* _TAREFA_:
Por favor, continue a crítica do filme Pobres Criaturas a partir do último parágrafo mostrado.

* _TRECHO APRESENTADO_:
Pobres Criaturas
Yorgos Lanthimos
Poor Things, EUA, 2024. 2h21. Distribuição: Disney
Com Emma Stone, Willam Defoe e Mark Ruffalo
Dos mitos modernos da cultura popular, o Frankenstein é um dos que ainda assombram a imaginação de criadores e público, pois nos coloca diante do choque da indagação sobre o significado da vida. E mais ainda: estar vivo é ter vontade e desejos e lidar com eles?; ou a vida é predeterminada por uma força superior, de onde ela se origina? Podemos criar um outro ser vivo?
Pobres Criaturas, de Yorgos Lanthimos, indicado a 11 Oscar, é uma epopeia visual impressionante que tenta discutir essas questões, mas se apoia sobretudo na potência da experiência humana e todas as suas possibilidades. O resultado é um espetáculo fílmico, com um design de produção e fotografias bem cuidados, que conferem bastante personalidade à narrativa.
Emma Stone, que também é produtora do filme, interpreta Bella Baxter, uma jovem que foi “construída” por um médico controverso, ele próprio também uma espécie de Frankenstein moderno, em algum período da era vitoriana nos EUA. No início do filme, ela tem o corpo de uma jovem adulta, porém com um cérebro transplantado de um bebê. Vive com seu pai médico Dr. Godwin Baxter, interpretado por Willam Dafoe, cercada de quimeras e outros experimentos científicos malucos, como um ganso com cabeça de porco.
Godwin trata Bella com o carinho de um pai ao mesmo tempo em que mantém a curiosidade científica sobre sua criação. Para isso contrata Max (Ramy Youssef, excelente) um aluno seu da universidade de medicina para acompanhar a evolução de Bella como um ser humano. Mas tudo muda para quando ela conhece Duncan Wedderburn (Mark Ruffalo, em um das suas melhores interpretações), um advogado vigarista que a leva em uma viagem pelo mundo para viver as mais diferentes experiências.

* _MATERIAL FORNECIDO_:
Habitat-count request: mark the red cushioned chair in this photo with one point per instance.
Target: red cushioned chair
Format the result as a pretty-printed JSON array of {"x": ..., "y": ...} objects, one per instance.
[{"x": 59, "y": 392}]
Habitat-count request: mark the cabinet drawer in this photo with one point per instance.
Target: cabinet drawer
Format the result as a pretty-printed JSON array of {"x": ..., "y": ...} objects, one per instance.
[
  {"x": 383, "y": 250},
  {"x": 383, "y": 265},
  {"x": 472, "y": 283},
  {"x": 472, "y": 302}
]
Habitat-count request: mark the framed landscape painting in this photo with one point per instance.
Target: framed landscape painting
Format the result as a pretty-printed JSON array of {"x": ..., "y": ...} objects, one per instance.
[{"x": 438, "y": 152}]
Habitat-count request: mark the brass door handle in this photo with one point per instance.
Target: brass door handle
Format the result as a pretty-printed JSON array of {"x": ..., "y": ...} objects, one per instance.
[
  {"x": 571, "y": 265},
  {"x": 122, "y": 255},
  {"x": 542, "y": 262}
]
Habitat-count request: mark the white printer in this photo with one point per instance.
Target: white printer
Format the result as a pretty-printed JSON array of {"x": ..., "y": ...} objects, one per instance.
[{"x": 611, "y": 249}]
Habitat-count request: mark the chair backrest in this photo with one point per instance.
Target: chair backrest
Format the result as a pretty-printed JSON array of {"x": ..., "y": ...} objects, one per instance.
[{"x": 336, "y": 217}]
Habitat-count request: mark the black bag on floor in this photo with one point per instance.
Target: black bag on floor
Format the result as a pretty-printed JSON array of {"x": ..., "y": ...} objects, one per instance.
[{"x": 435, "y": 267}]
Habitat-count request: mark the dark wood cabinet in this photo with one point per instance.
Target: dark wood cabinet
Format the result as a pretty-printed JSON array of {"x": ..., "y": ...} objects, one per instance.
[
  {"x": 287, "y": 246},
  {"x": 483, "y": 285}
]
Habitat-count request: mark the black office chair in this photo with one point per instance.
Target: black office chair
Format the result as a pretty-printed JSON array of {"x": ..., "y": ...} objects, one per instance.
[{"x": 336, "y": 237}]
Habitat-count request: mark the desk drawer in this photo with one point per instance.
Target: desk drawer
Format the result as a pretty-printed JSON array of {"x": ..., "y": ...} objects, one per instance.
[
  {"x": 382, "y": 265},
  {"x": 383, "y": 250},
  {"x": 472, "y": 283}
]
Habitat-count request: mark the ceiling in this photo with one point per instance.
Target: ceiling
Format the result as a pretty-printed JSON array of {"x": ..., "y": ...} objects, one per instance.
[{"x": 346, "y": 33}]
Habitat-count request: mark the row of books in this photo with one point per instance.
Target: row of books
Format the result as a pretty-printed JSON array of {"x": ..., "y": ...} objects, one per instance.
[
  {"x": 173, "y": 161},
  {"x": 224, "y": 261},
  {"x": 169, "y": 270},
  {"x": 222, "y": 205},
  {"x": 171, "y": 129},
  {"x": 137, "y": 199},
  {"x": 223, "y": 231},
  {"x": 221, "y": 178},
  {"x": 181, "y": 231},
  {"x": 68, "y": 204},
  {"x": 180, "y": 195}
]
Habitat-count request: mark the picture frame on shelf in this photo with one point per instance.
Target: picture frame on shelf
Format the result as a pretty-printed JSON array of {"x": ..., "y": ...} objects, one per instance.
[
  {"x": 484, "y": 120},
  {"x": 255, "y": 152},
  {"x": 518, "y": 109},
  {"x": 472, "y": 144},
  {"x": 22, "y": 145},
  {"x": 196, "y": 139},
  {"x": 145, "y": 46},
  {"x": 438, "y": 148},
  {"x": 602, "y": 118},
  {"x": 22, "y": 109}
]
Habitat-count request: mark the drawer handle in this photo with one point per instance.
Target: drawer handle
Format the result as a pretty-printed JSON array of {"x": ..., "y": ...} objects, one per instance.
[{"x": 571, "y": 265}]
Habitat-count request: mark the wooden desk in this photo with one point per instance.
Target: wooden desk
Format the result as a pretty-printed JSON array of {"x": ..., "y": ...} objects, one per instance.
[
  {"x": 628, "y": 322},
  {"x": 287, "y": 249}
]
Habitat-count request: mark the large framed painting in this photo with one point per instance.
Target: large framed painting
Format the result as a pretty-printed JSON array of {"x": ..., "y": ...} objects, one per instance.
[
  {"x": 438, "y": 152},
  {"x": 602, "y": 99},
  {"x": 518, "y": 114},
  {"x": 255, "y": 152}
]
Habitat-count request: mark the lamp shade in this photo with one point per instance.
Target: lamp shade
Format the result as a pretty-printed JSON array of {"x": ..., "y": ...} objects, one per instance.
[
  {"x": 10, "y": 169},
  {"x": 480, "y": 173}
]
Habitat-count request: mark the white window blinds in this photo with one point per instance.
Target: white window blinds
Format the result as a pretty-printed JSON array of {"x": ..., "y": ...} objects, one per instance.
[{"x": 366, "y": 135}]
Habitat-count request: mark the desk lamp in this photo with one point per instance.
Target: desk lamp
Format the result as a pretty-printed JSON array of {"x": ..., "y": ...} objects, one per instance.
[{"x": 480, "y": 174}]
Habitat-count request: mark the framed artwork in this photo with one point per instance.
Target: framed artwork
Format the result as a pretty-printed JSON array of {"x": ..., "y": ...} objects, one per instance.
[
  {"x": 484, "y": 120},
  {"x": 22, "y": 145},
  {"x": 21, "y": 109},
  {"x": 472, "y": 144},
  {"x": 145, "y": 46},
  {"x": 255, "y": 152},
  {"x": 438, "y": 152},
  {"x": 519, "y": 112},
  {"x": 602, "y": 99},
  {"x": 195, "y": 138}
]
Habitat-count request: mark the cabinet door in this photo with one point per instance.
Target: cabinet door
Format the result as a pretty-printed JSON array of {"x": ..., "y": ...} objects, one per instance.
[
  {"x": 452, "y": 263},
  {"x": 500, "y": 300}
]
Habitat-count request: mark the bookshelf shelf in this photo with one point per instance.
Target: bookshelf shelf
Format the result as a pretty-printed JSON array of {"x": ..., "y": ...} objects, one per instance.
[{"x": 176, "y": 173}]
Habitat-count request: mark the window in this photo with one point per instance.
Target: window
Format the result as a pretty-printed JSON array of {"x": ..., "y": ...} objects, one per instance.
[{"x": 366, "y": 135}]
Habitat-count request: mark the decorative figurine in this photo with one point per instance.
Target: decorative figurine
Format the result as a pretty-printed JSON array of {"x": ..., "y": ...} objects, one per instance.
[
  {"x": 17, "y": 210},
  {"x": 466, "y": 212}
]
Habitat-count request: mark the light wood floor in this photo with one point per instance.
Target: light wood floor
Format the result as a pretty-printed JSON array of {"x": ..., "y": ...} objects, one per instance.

* _RESPOSTA_:
E é aqui que o filme efetivamente se inicia, pois o prólogo de mostrar Bella e seu entorno como um golem moderno não é o cerne da história que Lanthimos tenta contar. É da interação de Bella com o mundo que passamos a nos deparar com questões que muitas vezes ignoramos, como convenções sociais, status e classe, dinheiro, e sobretudo, o sexo. Sem as amarras das convenções sociais, da vida em sociedade, Bella vive uma jornada de descobertas começando pelo seu corpo, das várias possibilidades de prazer, passando pelas interações com as outras pessoas e a descoberta do mundo em si, tudo de maneira bastante direta, pragmática.
Emma Stone tem um papel bem difícil, pois sua personagem é complexa e vive uma jornada longa de desenvolvimento. É impressionante como ela consegue ir dosando, pouco a pouco, essa evolução de Bella, de maneira muito orgânica, sem arroubos ou atalhos. É também um papel corajoso, se avaliarmos o puritanismo que domina a produção de Hollywood atual. Emma dá vazão à potência sexual de Bella em cenas sem pudor, das mais diferentes maneiras, repetidas vezes.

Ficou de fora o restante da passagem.